> [EXERCISE] List every line in the rows below that contains the word "image", treating uppercase and lowercase as distinct.

> [PROVIDED RECORDS]

-------------------------

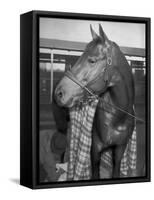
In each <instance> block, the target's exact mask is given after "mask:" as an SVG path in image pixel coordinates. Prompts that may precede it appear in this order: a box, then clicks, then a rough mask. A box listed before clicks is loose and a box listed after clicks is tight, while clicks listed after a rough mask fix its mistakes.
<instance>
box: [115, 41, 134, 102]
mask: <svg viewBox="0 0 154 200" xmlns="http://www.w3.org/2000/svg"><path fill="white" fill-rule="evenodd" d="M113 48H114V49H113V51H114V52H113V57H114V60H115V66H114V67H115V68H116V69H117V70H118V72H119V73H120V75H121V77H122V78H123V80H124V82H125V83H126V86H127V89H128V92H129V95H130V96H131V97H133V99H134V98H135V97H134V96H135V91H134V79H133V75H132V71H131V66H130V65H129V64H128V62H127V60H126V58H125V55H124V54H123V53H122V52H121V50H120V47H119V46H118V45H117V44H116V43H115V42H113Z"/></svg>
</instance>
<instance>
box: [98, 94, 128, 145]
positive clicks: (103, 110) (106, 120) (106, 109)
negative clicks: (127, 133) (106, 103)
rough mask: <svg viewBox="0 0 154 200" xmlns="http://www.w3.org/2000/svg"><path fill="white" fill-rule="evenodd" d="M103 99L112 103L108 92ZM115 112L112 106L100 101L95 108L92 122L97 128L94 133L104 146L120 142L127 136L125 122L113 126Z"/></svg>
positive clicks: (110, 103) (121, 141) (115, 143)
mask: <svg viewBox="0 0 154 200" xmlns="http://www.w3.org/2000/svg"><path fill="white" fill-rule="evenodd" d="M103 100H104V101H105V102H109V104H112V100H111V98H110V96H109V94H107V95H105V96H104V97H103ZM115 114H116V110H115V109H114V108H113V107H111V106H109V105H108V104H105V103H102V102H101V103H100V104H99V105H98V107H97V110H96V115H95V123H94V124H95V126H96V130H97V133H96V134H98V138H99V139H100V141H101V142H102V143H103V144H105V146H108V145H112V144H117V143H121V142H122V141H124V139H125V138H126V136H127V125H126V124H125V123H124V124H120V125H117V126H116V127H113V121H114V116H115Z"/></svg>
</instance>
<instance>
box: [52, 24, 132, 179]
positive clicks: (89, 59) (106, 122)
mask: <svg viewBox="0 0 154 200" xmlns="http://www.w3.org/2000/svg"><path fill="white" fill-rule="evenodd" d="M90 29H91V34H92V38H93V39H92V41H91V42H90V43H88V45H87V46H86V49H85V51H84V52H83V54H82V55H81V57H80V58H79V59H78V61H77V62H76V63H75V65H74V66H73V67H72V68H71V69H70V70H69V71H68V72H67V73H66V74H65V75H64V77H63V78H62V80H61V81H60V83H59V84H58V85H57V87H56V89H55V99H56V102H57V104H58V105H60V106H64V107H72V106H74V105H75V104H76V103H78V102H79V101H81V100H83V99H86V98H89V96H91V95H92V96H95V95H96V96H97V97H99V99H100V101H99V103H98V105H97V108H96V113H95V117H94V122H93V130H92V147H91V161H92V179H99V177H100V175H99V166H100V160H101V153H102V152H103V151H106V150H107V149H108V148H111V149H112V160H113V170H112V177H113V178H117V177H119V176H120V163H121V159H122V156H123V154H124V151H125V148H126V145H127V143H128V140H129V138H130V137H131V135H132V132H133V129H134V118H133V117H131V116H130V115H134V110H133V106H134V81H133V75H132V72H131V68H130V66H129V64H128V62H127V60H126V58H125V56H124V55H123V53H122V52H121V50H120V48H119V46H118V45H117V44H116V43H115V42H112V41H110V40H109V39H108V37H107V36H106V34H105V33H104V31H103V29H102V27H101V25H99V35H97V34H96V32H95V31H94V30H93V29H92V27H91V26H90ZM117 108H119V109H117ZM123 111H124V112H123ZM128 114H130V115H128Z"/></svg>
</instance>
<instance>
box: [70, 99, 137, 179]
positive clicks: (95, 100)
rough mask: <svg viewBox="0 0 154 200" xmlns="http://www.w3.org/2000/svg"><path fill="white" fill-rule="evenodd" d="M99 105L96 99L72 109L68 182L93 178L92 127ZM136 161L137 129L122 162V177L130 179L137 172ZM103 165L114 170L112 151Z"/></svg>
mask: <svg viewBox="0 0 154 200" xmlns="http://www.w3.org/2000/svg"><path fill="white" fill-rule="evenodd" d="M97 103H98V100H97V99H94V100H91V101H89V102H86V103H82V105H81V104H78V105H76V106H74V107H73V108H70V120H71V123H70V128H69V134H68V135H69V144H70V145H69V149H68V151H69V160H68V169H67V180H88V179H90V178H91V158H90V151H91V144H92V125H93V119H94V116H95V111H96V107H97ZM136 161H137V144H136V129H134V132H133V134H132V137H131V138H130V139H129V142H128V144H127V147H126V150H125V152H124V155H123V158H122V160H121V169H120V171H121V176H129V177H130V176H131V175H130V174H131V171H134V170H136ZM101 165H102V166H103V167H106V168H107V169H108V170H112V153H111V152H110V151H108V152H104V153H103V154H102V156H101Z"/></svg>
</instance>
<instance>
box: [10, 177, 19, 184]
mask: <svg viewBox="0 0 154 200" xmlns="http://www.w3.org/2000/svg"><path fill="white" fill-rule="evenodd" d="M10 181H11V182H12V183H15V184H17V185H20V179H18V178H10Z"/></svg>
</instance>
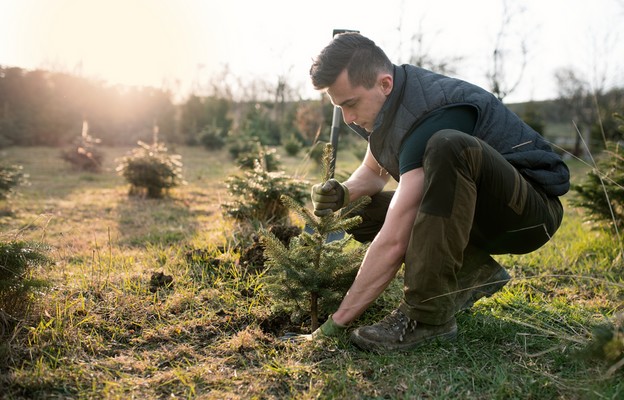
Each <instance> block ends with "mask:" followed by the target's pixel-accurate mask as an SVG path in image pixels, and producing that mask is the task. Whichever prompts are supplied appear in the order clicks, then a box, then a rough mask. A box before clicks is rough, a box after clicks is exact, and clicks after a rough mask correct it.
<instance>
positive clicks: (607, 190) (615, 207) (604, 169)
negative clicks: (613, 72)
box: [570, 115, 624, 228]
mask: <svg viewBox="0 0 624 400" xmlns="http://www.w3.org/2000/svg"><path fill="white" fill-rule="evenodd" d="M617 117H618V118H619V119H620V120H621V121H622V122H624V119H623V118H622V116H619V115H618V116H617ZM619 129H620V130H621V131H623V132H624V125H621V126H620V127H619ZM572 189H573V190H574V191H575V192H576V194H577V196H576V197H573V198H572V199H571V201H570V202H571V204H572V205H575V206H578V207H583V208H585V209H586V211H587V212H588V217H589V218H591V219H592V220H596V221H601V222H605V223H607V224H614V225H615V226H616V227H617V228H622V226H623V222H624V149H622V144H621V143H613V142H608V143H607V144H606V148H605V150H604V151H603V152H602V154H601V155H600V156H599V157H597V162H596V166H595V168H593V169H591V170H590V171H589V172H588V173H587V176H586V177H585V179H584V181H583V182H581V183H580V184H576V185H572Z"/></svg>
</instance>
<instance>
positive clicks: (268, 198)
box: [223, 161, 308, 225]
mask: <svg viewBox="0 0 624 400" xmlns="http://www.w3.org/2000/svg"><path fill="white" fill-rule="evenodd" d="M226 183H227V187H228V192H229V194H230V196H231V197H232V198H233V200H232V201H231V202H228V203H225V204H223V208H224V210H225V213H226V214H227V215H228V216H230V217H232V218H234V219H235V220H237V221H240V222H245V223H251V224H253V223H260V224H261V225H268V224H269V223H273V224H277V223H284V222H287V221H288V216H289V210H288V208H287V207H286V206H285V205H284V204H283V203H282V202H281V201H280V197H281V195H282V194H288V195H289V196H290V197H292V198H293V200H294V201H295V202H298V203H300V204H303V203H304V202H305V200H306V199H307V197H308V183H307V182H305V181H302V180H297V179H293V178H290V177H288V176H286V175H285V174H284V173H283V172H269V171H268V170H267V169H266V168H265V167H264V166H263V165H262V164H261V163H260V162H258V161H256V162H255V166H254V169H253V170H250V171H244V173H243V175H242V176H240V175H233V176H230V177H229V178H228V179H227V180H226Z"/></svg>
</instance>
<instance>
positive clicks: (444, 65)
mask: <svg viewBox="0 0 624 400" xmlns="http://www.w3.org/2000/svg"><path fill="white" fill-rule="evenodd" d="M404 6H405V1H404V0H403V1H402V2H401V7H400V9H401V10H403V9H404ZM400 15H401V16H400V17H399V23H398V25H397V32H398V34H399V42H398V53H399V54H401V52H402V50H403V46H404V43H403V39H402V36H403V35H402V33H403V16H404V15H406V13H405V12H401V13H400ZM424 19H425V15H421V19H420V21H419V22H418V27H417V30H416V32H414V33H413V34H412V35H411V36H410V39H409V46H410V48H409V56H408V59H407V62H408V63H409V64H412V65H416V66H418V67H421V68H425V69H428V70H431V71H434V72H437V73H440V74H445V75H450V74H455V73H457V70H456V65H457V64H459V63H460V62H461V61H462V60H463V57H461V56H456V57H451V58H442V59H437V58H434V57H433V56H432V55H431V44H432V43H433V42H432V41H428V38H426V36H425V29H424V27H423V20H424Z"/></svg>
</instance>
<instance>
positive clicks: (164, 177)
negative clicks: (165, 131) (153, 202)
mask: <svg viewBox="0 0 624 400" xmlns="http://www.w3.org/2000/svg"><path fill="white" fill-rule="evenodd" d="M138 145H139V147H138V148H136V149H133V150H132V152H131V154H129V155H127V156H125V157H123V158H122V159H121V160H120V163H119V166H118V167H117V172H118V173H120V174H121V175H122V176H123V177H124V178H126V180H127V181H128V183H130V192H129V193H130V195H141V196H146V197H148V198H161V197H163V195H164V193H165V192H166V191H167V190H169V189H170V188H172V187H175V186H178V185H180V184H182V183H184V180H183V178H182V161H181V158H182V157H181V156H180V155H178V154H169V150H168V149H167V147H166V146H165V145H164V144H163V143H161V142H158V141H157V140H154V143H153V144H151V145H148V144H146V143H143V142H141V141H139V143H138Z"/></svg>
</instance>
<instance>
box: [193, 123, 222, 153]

-------------------------

> [TASK RESPONSE]
In each <instance> block, the target's exact mask is given after "mask:" as an SVG path in image pixel coordinates. Prompts that may precede it appear in this order: a box, then clicks, then a rough mask. A box listed before clicks is loose and a box listed after clicks is tight, while clicks listed after a rough mask fix its mistakes.
Each <instance> block ends with "mask:" followed by the target's pixel-accurate mask as an SVG path in image pixels, and producing that mask is the task. Whichever prompts are supplied appear in the order clicks, then a box, then a rough mask. A box before clicks is rough, a box after clicks is exact, and clicks after a rough mask correct it.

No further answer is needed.